Using the material below, copy every line where "image" appears.

BEGIN

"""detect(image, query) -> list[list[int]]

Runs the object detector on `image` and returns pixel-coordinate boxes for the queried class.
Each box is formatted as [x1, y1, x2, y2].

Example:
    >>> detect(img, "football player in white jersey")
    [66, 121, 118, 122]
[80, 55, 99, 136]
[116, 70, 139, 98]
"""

END

# RESPONSE BOX:
"""detect(image, query) -> list[list[int]]
Runs the object detector on `image` and returns pixel-coordinate boxes for the queried class.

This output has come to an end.